**EXERCISE DATA**
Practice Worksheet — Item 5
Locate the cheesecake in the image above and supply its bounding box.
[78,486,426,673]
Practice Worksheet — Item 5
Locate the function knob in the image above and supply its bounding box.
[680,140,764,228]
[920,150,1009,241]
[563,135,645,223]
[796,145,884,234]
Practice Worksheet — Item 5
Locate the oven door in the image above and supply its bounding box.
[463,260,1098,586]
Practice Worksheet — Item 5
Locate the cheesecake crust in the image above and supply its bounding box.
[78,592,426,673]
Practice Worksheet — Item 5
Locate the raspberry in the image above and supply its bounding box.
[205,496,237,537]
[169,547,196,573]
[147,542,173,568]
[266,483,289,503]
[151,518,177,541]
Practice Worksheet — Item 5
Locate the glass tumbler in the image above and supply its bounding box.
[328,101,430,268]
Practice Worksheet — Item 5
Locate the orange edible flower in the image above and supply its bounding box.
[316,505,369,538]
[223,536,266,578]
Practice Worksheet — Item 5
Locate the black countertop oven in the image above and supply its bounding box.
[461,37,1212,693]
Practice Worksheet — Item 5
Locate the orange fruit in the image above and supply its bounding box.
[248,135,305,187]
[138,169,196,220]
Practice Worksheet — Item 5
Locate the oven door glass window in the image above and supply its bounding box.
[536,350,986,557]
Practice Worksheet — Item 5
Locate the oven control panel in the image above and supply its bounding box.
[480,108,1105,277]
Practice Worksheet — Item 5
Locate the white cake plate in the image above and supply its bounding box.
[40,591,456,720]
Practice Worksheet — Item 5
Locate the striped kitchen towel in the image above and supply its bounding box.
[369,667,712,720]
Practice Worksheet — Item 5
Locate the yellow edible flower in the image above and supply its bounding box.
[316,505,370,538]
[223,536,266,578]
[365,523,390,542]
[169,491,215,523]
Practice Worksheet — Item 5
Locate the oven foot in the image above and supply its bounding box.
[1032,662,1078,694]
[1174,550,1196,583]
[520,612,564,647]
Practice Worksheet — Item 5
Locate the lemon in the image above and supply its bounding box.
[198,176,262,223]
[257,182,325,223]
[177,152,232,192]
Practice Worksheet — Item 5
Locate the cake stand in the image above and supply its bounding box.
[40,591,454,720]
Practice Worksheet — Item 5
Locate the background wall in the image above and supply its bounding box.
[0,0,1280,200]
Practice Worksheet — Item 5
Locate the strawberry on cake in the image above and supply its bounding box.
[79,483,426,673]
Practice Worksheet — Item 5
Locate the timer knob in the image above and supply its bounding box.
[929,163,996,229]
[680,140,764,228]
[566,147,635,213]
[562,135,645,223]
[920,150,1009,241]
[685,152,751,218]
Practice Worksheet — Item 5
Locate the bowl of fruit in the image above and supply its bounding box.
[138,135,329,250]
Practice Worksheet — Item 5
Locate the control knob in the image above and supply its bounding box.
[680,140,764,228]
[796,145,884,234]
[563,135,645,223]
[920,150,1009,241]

**WHAT TO WORK ON**
Recast every line of the items above as a Markdown table with two columns, Row and Line. Number the rows in order and leave out any blank lines.

**TASK SOLUTION**
| Row | Line |
|---|---|
| 1 | Practice Worksheet — Item 5 |
| 2 | Locate the cheesecake in the image above and supply its bounding box. |
| 3 | [78,486,426,673] |
| 4 | Practice Worksheet — Item 5 |
| 5 | Locate the function knob in the image above and supply its bounding box. |
| 6 | [680,140,764,228] |
| 7 | [920,150,1009,241] |
| 8 | [563,135,645,223] |
| 9 | [796,145,884,234] |
| 10 | Practice Worksheet — Item 5 |
| 11 | Locate the oven door in the image above and supply its bounding box. |
| 12 | [463,260,1098,586] |
| 13 | Practice Worksheet — Item 5 |
| 14 | Locate the cheesecake crust in the image above and supply its bounding box. |
| 15 | [78,592,426,673] |
| 16 | Practice Worksheet — Item 5 |
| 17 | Locate the raspberry in the image above and supply its bounding box. |
| 18 | [205,496,237,537] |
| 19 | [169,547,196,573] |
| 20 | [147,542,173,568] |
| 21 | [266,483,289,503] |
| 22 | [151,518,177,541] |
| 23 | Practice Worksheet — Item 5 |
| 24 | Locate the glass tumbler in the image above and supply its bounding box. |
| 25 | [328,101,430,268] |
| 26 | Practice Worksheet — Item 5 |
| 27 | Locate the orange edible flower in the image above and supply its bounding box. |
| 28 | [316,505,369,538] |
| 29 | [223,536,266,578] |
| 30 | Practice Worksheet — Item 5 |
| 31 | Locate the black countertop oven in the image above and supply its bounding box. |
| 32 | [461,37,1212,693] |
| 33 | Practice Worksheet — Item 5 |
| 34 | Locate the orange fruit in the image above and supply its bounding box. |
| 35 | [248,135,305,187] |
| 36 | [138,169,196,220] |
| 37 | Practice Worksheet — Item 5 |
| 38 | Locate the oven door glass window in the image above and supply its bounding box. |
| 39 | [536,350,986,557] |
| 40 | Practice Worksheet — Item 5 |
| 41 | Locate the oven control panel in the image above and supply its bounding box. |
| 42 | [480,108,1105,277] |
| 43 | Practice Worksheet — Item 5 |
| 44 | Locate the white cake plate in the image above and supply its bounding box. |
| 45 | [40,591,456,720] |
| 46 | Practice Worksheet — Item 5 |
| 47 | Locate the striped kitchen towel in the image above and supply its bounding box. |
| 48 | [369,667,712,720] |
| 49 | Practice Worksheet — Item 5 |
| 50 | Locate the yellow edible flower in the image above and supply its bounding box. |
| 51 | [316,505,370,538] |
| 52 | [223,536,266,578] |
| 53 | [365,523,390,542] |
| 54 | [169,491,215,523] |
| 55 | Practice Worksheet — Item 5 |
| 56 | Locate the oven foot in the image above and supply its bounding box. |
| 57 | [1032,662,1078,694] |
| 58 | [1174,550,1196,583] |
| 59 | [520,612,564,647] |
| 60 | Practice Worksheet — Item 5 |
| 61 | Locate the lemon in the image above and supply its bounding box. |
| 62 | [198,176,262,223] |
| 63 | [257,182,325,223] |
| 64 | [177,152,232,192] |
| 65 | Practice Worksheet — Item 5 |
| 66 | Locate the cake stand in the image above and supply its bounding box. |
| 67 | [40,591,454,720] |
| 68 | Practice Worksheet — Item 5 |
| 69 | Locate the background wall in the image above and supply its bounding box. |
| 70 | [0,0,1280,200] |
| 71 | Practice Worksheet — Item 5 |
| 72 | Locate the strawberry on cake in the image above and supply its bounding box. |
| 73 | [79,483,426,673] |
| 74 | Practice Worksheet — Item 5 |
| 75 | Locate the timer knob in the image above and supply its bounding box. |
| 76 | [929,163,996,229] |
| 77 | [680,140,764,228] |
| 78 | [566,147,635,213] |
| 79 | [562,135,645,223] |
| 80 | [920,150,1009,241] |
| 81 | [685,152,751,218] |
| 82 | Practice Worksheet — Item 5 |
| 83 | Locate the bowl of fruit in the image above and supply its bounding box. |
| 84 | [138,135,329,250] |
| 85 | Practice Worksheet — Item 5 |
| 86 | Locate the control knob in the image above and supply its bounding box. |
| 87 | [680,140,764,228] |
| 88 | [796,145,884,234] |
| 89 | [563,135,645,223] |
| 90 | [920,150,1009,241] |